■ Task details
Print out each entry below exactly, please.

■ Provided data
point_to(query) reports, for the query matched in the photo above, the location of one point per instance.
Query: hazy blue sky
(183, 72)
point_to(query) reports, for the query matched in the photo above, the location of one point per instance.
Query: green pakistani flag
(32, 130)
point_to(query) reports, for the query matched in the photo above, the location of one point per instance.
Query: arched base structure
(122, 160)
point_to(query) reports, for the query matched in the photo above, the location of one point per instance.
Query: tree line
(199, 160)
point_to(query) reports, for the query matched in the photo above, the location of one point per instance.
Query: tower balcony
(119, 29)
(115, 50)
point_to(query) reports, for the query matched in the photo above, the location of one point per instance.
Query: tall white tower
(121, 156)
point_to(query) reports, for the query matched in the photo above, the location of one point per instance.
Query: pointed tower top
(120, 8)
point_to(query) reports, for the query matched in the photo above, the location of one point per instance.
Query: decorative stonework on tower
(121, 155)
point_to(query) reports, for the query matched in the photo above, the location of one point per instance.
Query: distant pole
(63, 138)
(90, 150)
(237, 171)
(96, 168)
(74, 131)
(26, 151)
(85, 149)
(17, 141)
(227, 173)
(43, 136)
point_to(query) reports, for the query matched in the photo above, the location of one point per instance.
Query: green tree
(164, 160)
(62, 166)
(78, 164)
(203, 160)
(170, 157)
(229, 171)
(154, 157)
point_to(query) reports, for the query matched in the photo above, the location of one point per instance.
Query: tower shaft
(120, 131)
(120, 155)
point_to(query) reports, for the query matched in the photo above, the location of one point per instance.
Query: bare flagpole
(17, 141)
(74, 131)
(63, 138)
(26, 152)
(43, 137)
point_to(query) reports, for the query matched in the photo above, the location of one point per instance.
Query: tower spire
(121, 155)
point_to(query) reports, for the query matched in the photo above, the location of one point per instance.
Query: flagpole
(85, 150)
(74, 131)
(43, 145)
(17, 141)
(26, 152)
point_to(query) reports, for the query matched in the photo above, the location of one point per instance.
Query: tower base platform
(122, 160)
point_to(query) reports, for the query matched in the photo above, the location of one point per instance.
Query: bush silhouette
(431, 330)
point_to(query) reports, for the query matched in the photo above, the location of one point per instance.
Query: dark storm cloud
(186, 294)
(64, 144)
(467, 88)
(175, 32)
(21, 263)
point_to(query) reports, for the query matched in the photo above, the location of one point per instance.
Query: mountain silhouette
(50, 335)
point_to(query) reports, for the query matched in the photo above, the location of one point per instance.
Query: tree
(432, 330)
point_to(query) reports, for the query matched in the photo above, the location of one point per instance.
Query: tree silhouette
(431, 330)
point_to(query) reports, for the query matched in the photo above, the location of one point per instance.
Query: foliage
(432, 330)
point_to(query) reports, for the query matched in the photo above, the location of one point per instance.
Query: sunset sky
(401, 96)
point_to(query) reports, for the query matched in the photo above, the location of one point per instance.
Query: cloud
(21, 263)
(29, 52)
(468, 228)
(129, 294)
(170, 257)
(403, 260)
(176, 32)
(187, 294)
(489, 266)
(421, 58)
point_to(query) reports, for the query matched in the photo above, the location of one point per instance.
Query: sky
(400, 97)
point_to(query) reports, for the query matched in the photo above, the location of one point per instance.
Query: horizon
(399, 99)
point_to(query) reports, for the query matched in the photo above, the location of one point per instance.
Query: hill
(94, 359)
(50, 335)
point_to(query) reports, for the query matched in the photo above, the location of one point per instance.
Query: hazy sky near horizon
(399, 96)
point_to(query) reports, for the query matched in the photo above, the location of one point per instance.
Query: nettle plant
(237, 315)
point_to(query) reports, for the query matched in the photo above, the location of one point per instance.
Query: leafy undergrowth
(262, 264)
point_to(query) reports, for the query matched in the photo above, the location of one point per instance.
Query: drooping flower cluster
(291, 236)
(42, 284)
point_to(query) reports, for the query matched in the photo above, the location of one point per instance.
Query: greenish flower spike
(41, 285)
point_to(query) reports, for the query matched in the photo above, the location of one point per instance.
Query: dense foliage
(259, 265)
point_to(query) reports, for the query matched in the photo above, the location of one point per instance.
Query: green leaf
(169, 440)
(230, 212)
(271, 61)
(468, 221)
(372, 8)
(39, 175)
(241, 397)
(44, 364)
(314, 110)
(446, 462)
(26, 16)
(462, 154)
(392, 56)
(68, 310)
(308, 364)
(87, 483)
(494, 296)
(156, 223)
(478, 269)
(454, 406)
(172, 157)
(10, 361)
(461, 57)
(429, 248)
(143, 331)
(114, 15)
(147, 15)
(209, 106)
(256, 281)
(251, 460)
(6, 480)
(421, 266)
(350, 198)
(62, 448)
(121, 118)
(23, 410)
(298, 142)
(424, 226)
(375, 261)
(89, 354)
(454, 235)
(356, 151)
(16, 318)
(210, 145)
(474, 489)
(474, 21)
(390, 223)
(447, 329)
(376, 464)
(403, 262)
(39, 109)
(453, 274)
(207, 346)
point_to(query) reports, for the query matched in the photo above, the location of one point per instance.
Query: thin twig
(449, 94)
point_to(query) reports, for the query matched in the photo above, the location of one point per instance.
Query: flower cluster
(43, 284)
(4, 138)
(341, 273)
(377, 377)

■ Output of the exercise
point_to(query) reports, for the query matched in the photo above, the location of one point per instance.
Query: hazy blue sky
(183, 72)
point_to(query) reports, for the query matched in the photo above, the location of one point per instance.
Query: green pakistani flag
(32, 130)
point_to(query) reports, for the query matched in the photo above, the location of one point per instance.
Query: arched base structure
(122, 160)
point_to(query) reports, for the query matched in the photo above, the location of one point per instance.
Query: tree line
(199, 160)
point_to(query) reports, for the query matched in the photo above, the location of one point per instance.
Query: tower balcony
(119, 29)
(115, 50)
point_to(query) reports, for the query matched in the photo above, the location of one point per instance.
Query: tall white tower
(121, 156)
point_to(query) reports, for the query matched in the photo above, the location of one point per instance.
Query: pointed tower top
(120, 8)
point_to(query) reports, for the query matched in the photo above, the location of one point per instance.
Query: decorative stonework on tower
(121, 155)
point_to(query) reports, for the query matched in the photo above, the location of one point per instance.
Query: distant pole
(63, 138)
(90, 150)
(237, 171)
(96, 168)
(74, 131)
(26, 151)
(85, 149)
(17, 141)
(227, 173)
(43, 136)
point_to(query) reports, for the query matched in the photo above, the location of one point per instance.
Query: green tree
(164, 160)
(62, 166)
(78, 164)
(203, 160)
(170, 157)
(229, 171)
(154, 157)
point_to(query) reports, for the query matched in the photo above, the location of one point per instance.
Query: tower shaft
(120, 131)
(120, 155)
point_to(query) reports, for the query matched in the photo above, the location of one point per instance.
Query: bare flagpole
(17, 141)
(74, 131)
(63, 138)
(26, 152)
(43, 137)
point_to(query) reports, for the query matched in the photo above, the location of one point per instance.
Query: tower spire
(121, 155)
point_to(query) reports, for the query matched in the photo above, the location of one point per instance.
Query: flagpole
(85, 150)
(74, 131)
(43, 145)
(17, 141)
(26, 152)
point_to(query) reports, for the query matched in the photo above, the location of one point per instance.
Query: tower base platform
(122, 160)
point_to(query) reports, for the query matched in the photo above, the location of one point per instance.
Query: bush silhouette
(431, 330)
point_to(query) reports, for the query matched in the photo above, the location of one point per instance.
Query: dark storm cloud
(186, 294)
(64, 144)
(467, 88)
(175, 32)
(21, 263)
point_to(query) reports, for the query matched in the photo above, the location of one point per instance.
Query: mountain silhouette
(50, 335)
point_to(query) reports, for the query matched in the photo above, the location of one point per instance.
Query: tree
(432, 330)
point_to(query) reports, for the query matched in the photo above, the location of one point per instance.
Query: tree silhouette
(431, 330)
point_to(query) reports, for the query matched in the photo above, the location of one point per instance.
Query: foliage
(432, 330)
point_to(query) reports, for the query matched in the photo above, the location of one point per instance.
Query: sunset sky
(401, 96)
point_to(query) reports, for the query matched in the photo above, the location of one point per instance.
Query: cloud
(21, 263)
(29, 52)
(468, 228)
(129, 294)
(170, 257)
(403, 260)
(176, 32)
(187, 294)
(489, 266)
(421, 58)
point_to(query) reports, for the query matched in the photo above, the location of one point per instance.
Query: sky
(400, 97)
point_to(query) reports, for the query matched in the photo above, the location of one point per instance.
Query: horizon
(399, 99)
point_to(query) reports, for the query matched in the photo above, the location of one point per instance.
Query: hill
(94, 359)
(50, 335)
point_to(query) reports, for the query matched in the photo above, the location of one point per instance.
Query: hazy sky near horizon
(399, 96)
point_to(query) reports, for the query matched in the photo above, the location of one point per instance.
Query: nettle plant
(237, 315)
point_to(query) reports, for the query matched in the photo above, the location of one point per instance.
Query: leafy undergrowth
(262, 264)
point_to(query) reports, for the query matched in the photo above, the location of one point per instance.
Query: drooping flower cluster
(291, 236)
(42, 284)
point_to(query) reports, for the query matched in the photo above, the location of one point per instance.
Query: greenish flower spike
(41, 285)
point_to(query) reports, for the query matched in the photo above, the location of one point per instance.
Query: dense foliage
(259, 265)
point_to(query) reports, for the query matched in the photo above, the location of one point per instance.
Query: green leaf
(169, 440)
(230, 212)
(271, 61)
(468, 221)
(372, 8)
(39, 175)
(241, 397)
(44, 364)
(314, 110)
(446, 462)
(26, 16)
(462, 154)
(392, 56)
(68, 310)
(308, 364)
(87, 483)
(494, 296)
(156, 223)
(478, 269)
(454, 406)
(172, 157)
(10, 361)
(461, 57)
(429, 248)
(143, 331)
(114, 15)
(147, 15)
(209, 106)
(256, 281)
(251, 460)
(6, 480)
(421, 266)
(350, 198)
(62, 448)
(121, 118)
(23, 410)
(298, 142)
(424, 226)
(375, 261)
(89, 354)
(454, 235)
(356, 151)
(16, 318)
(210, 145)
(474, 489)
(474, 21)
(390, 223)
(447, 329)
(376, 464)
(403, 262)
(39, 109)
(453, 274)
(207, 346)
point_to(query) reports, for the query matched in the photo above, the location of one point per instance.
Query: thin twig
(449, 94)
point_to(query) reports, for the query matched in the photo above, the location of one point per instance.
Query: flower cluster
(43, 284)
(4, 138)
(341, 273)
(377, 377)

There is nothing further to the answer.